- _PROVIDED TEXT_
Our forces on the North-Caucasian front have won great victories, cleansing extensive areas of the White Guard bands and penetrating into Krasnov’s rear.[1] There is breakdown and collapse among the soldiers of Krasnov and Denikin. The poorly-clothed, poorly-armed, forcibly mobilised Cossacks and peasants are, in considerable numbers, ready to surrender to the Red forces, but are held back by fear that they will be shot.

I order all commanders, leaders of units and commissars to pay strict heed to ensure that any peasants and working Cossacks, mobilised by Krasnov, who come over to our side are not subjected to any penalties. Every Cossack or peasant who changes his mind and lays down his arms must be received not as an enemy but as a friend. I forbid, on pain of strictest punishment, the shooting of rank-and-file Cossacks and enemy soldiers. The time is soon coming when the working Cossacks, after settling accounts with their counter-revolutionary officers, will be united with the whole of working Russia under the banner of the Soviet power.

  1. The reference is to the heroic struggle of the Eleventh Army of the North-Caucasian Front which, cut off from the centre, drew upon itself the whole of Denikin’s Volunteer Army, preventing them from giving any help to Krasnov. At the end of October the Tamam Army [Serafimovich’s novel The Iron Flood describes the experiences of the Taman Army in this campaign.] took Stavropol and directly threatened Krasnov’s rear. A severe epidemic of typhus (40,000 soldiers were sick at the same time), the extreme exhaustion of the Red Army men, the shortage of supplies, and complete isolation from the centre brought this army almost to the brink of collapse. After their withdrawal to Astrakhan, the remnants of the Eleventh Army constituted the cadres of the famous 33rd Kuban, 7th Cavalry and 34th Rifle Divisions, which fought on the fronts of the civil war until the very end.

- _GIVEN MATERIAL_
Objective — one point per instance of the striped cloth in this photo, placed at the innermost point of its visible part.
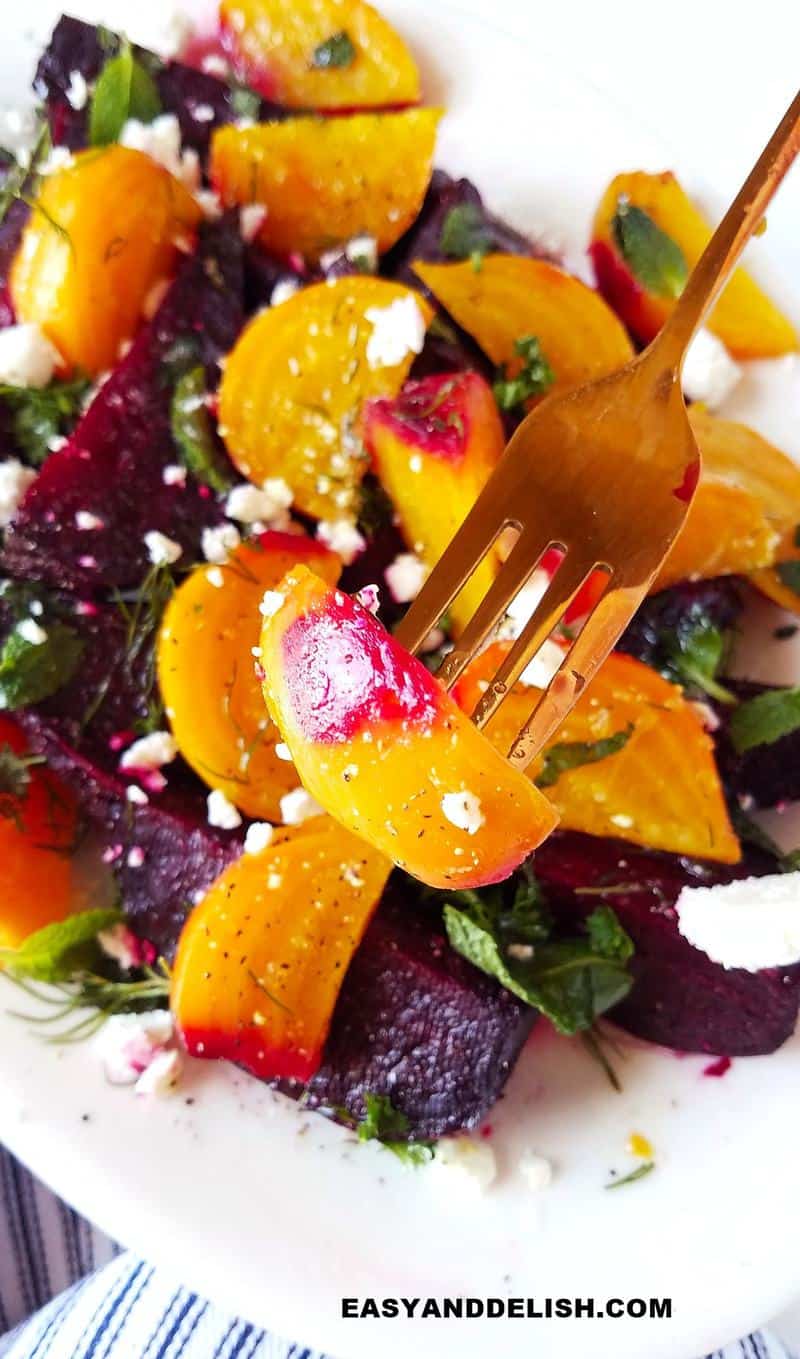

- _TASK LIST_
**a)** Restate the provided text from "I order all" to "the Soviet power.", substituting "political officers" for "commissars".
**b)** Indicate whether each statement agrees with the provided text, and quote the words that decide it: (i) The shooting of rank-and-file Cossacks is forbidden. (ii) The remnants of the Eleventh Army withdrew to Stavropol. (iii) Forty thousand soldiers were sick with typhus at the same time.

- _SOLUTION SET_
**a)**
I order all commanders, leaders of units and political officers to pay strict heed to ensure that any peasants and working Cossacks, mobilised by Krasnov, who come over to our side are not subjected to any penalties. Every Cossack or peasant who changes his mind and lays down his arms must be received not as an enemy but as a friend. I forbid, on pain of strictest punishment, the shooting of rank-and-file Cossacks and enemy soldiers. The time is soon coming when the working Cossacks, after settling accounts with their counter-revolutionary officers, will be united with the whole of working Russia under the banner of the Soviet power.

**b)**
(i) Yes: "I forbid, on pain of strictest punishment, the shooting of rank-and-file Cossacks and enemy soldiers."
(ii) No: "After their withdrawal to Astrakhan, the remnants of the Eleventh Army constituted the cadres of the famous 33rd Kuban, 7th Cavalry and 34th Rifle Divisions."
(iii) Yes: "A severe epidemic of typhus (40,000 soldiers were sick at the same time)."